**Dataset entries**
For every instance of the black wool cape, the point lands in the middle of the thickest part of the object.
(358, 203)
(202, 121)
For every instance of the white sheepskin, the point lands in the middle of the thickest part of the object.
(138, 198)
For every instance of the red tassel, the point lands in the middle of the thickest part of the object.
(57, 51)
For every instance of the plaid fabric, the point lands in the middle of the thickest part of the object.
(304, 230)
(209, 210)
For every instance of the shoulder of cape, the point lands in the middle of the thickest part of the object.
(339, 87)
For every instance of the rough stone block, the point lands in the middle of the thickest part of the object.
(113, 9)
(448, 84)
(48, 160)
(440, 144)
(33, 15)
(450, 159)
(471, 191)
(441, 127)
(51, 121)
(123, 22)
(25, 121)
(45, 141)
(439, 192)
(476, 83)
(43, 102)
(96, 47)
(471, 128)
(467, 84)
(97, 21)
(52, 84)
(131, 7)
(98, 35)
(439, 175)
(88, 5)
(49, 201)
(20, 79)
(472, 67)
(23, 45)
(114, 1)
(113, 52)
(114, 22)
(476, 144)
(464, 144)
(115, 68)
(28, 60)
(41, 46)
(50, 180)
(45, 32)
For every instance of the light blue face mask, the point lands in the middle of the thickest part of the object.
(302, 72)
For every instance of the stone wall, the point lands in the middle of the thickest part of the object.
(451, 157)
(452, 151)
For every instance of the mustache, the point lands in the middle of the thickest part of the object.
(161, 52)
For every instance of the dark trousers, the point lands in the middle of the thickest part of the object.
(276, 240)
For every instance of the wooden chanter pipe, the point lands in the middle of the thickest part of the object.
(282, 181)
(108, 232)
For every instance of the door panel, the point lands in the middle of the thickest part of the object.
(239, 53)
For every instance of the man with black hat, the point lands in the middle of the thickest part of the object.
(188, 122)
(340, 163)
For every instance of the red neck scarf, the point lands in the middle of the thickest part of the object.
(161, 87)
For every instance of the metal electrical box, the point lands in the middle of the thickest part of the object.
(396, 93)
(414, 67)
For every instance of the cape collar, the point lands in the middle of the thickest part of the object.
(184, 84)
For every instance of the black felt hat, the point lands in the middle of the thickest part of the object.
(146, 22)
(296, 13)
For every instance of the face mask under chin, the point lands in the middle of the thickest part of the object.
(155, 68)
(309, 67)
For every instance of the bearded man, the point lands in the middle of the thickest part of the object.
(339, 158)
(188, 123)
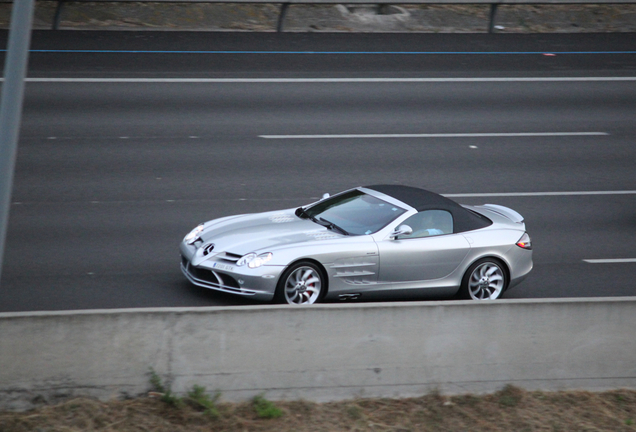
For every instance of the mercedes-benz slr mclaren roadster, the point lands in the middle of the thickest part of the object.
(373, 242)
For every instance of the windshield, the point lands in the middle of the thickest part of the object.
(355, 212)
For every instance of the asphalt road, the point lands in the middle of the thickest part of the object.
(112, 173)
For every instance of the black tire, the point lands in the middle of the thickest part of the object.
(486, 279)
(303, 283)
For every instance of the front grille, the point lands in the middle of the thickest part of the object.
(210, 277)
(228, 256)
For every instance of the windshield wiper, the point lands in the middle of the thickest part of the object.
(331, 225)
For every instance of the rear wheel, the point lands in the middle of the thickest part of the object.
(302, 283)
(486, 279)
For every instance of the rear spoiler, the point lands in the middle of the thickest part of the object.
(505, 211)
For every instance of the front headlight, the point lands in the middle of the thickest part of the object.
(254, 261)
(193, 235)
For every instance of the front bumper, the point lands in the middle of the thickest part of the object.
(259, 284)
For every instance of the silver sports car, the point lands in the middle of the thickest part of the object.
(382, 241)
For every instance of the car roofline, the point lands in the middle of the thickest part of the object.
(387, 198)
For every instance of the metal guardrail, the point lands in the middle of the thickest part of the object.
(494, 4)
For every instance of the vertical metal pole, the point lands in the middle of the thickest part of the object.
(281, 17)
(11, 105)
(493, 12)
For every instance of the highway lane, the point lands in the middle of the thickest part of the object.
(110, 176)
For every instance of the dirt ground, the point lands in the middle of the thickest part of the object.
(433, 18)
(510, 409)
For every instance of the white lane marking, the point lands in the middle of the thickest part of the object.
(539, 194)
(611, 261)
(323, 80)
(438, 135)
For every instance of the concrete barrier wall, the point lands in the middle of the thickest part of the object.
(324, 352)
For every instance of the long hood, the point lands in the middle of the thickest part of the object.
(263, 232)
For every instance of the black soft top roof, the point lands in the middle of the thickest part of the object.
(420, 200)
--
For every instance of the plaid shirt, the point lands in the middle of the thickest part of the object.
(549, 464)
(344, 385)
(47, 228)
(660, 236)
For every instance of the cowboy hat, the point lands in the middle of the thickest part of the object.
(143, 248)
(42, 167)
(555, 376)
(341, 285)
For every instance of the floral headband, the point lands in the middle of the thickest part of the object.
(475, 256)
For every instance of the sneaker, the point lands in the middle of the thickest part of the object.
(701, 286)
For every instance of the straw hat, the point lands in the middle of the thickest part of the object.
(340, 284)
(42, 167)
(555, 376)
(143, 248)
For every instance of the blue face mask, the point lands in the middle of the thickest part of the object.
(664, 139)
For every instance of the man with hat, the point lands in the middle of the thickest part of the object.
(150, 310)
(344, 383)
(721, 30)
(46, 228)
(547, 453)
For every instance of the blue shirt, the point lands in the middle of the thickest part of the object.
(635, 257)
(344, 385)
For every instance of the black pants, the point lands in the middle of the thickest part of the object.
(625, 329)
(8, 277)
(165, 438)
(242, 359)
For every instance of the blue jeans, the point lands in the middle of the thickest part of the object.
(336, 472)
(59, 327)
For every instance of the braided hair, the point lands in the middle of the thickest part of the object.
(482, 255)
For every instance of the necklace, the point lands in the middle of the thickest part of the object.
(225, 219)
--
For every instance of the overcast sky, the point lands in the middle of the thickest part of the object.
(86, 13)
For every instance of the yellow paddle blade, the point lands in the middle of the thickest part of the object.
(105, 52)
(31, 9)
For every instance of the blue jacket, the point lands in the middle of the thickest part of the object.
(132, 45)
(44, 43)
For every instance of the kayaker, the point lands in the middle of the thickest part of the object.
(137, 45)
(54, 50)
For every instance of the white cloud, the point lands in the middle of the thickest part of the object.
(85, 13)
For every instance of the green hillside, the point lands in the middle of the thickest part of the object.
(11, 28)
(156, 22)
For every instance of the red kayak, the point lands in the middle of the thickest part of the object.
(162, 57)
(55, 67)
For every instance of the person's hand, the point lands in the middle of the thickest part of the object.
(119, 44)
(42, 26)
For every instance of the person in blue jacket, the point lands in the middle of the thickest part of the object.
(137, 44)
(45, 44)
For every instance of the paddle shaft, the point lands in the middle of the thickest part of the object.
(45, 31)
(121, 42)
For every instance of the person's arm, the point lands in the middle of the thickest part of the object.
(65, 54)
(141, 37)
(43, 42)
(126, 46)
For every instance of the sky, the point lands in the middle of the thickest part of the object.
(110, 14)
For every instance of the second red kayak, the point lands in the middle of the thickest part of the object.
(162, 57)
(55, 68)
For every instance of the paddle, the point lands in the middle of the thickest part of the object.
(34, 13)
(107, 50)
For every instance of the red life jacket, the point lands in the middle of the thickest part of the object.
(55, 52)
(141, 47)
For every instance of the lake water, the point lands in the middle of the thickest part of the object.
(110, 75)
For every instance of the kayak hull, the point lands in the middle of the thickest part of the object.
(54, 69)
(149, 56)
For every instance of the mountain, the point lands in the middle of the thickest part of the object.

**Task objective**
Edit the items starting at the line that contains "For every instance of the white cloud, the" and stopping after the line that contains "For every instance of the mountain, the". Write those lines out again with "thickest part" replaced by "widest part" and nothing else changed.

**Problem solution**
For every instance of the white cloud, the point lands in the middle of the widest part of the object.
(85, 13)
For every instance of the green hillside, the point lands in the middle of the widest part of the object.
(11, 28)
(156, 22)
For every instance of the red kayak, the point lands in the middle of the widest part of the object.
(162, 57)
(55, 67)
For every instance of the person's hand, the point lands in the middle of the widest part of the object.
(119, 44)
(42, 26)
For every instance of the person in blue jacket, the point lands in the middle of the widest part of the object.
(137, 44)
(45, 44)
For every instance of the paddle shaft, the point lands in the middle of the widest part of the object.
(45, 31)
(121, 42)
For every instance of the person's arm, the point lands in the middle of the widest part of the object.
(65, 54)
(141, 37)
(43, 42)
(126, 46)
For every instance of the sky, the point lands in the middle of the widest part of the object.
(110, 14)
For every instance of the second red kayak, the point lands in the middle of the widest part of the object.
(162, 57)
(55, 68)
For every instance of the paddle, the point lands in the middle of the widest part of the object.
(34, 13)
(107, 50)
For every instance of the red life jacket, the point lands in the middle of the widest part of the object.
(55, 52)
(141, 47)
For every instance of the lake water, the point lands in the middle of the widest part of the object.
(110, 75)
For every instance of the kayak hull, the point lands in the middle of the widest part of the object.
(54, 69)
(149, 56)
For every instance of the mountain, the point lands in the middle of the widest part of the object.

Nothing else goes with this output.